» **SELECTED EXCERPT**

--------------------------------------------------

I’ve begun reading these 20 year old encyclopedias (encyclpediii?) of mine, as leisure reading. It’s interesting to grab one and randomly browse through the pages, reading about countries you’ve never heard of. Most reference materials contain a certain political bias, but they also have so much useless demographical or technical data, that they’re better for me. I mean, you can’t find out about the Bahamas from travel agents or web sites or the media, because you’ll get this totally sterilized, promotionalized version of the story, wereas an encyclopedia will tell you the number of acres and average rainfall and chief economy and other items with relational values. Grated, they are all fucked up because this book came out in like 1973 or something, but ancient history doesn’t change too much. I mean, in recent years people might say that Abraham Lincoln fucked slaves or was a homo or smoked dope, but at least I can look up when he was born and died, and that hasn’t changed too much.

--------------------------------------------------

» **WORK TO DO**
(1) Answer these about the encyclopedia post:
(a) How old are the encyclopedias the writer has begun reading?
(b) Around what year does the writer think the book came out?
(c) What facts about Abraham Lincoln does the writer say can still be looked up?
(2) Please explain, using the encyclopedia post, why the writer would rather learn about the Bahamas from an encyclopedia than from travel agents, web sites or the media.
(3) Do these statements agree with the encyclopedia post? Give yes or no for each, with the deciding words from the post.
(a) The writer reads the encyclopedias for work.
(b) The writer thinks ancient history changes a great deal.
(c) The writer browses through the pages at random.
The lines after this encyclopedia post are separate material and are not part of it.

--------------------------------------------------

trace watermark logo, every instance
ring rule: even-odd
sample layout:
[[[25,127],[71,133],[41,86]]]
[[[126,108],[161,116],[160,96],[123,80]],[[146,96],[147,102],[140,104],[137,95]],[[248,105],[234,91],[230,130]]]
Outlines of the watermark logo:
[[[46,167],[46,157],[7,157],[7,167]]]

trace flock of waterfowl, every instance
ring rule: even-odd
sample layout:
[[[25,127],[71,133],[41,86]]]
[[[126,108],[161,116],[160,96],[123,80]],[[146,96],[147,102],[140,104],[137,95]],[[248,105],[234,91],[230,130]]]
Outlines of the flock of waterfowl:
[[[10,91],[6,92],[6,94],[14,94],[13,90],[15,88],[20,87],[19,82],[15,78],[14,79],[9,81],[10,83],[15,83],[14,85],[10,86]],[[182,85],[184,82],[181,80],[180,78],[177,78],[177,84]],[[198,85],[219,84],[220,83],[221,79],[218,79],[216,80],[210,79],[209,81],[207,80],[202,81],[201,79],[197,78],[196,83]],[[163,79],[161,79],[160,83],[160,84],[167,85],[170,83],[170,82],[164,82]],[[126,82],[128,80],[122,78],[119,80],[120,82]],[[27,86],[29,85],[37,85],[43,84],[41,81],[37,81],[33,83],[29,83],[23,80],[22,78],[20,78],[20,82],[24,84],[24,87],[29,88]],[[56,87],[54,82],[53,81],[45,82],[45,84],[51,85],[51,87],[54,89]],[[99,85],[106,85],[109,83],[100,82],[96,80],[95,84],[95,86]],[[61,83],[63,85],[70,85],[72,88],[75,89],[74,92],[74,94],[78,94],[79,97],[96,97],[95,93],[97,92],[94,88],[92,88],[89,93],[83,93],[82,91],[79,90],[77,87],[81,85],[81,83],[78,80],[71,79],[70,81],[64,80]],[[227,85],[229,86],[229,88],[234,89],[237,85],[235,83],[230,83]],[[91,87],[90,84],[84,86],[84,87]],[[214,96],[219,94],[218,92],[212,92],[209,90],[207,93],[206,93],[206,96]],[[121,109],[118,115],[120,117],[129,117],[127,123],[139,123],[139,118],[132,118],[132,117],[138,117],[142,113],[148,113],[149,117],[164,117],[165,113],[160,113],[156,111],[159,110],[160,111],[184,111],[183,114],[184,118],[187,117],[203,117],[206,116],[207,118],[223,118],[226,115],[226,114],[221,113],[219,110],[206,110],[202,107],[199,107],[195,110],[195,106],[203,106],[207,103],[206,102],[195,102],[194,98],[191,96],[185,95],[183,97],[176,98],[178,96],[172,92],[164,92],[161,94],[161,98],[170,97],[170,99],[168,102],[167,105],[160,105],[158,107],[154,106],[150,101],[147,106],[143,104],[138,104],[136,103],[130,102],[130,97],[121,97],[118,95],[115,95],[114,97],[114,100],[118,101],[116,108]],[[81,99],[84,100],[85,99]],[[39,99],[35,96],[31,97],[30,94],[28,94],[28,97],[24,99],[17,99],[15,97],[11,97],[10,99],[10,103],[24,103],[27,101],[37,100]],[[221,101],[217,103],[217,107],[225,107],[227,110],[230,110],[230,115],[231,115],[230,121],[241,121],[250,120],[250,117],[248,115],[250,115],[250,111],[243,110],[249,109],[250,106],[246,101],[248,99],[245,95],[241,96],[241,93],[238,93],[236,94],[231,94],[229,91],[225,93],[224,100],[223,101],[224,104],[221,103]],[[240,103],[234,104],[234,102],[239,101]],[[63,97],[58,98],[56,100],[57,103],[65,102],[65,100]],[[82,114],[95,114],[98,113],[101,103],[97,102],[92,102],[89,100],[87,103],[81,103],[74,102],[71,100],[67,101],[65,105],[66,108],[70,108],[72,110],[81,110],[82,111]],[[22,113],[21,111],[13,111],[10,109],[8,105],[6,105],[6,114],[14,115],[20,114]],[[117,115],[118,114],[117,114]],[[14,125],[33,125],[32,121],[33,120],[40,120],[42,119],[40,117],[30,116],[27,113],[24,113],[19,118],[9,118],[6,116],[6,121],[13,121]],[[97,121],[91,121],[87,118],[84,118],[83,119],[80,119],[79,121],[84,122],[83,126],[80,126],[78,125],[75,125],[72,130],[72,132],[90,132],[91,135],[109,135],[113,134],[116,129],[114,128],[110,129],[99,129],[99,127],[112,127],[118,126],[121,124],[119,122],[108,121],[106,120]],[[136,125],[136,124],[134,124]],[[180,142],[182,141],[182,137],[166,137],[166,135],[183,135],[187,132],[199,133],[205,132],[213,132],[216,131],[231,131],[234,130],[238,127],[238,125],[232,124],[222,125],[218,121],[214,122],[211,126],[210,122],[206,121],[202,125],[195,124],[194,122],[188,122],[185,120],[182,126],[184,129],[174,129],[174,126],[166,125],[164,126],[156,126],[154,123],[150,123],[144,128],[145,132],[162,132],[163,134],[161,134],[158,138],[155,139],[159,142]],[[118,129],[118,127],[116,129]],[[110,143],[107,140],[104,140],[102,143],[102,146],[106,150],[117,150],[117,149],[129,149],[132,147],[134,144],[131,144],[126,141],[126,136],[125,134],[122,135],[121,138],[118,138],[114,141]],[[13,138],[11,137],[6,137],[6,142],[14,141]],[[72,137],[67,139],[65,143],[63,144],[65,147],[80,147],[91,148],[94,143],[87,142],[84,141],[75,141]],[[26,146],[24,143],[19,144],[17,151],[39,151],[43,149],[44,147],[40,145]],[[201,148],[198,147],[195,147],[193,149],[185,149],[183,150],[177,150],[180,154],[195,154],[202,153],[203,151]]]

--------------------------------------------------

» **SOLUTIONS TO THE PROBLEMS**
(1)
(a) They are 20 years old.
(b) Around 1973.
(c) When he was born and when he died.

(2) Travel agents, web sites and the media give a sterilized, promotionalized version of the story. An encyclopedia instead gives the number of acres, average rainfall, chief economy and other items with relational values.

(3)
(a) No: "as leisure reading"
(b) No: "ancient history doesn’t change too much"
(c) Yes: "randomly browse through the pages"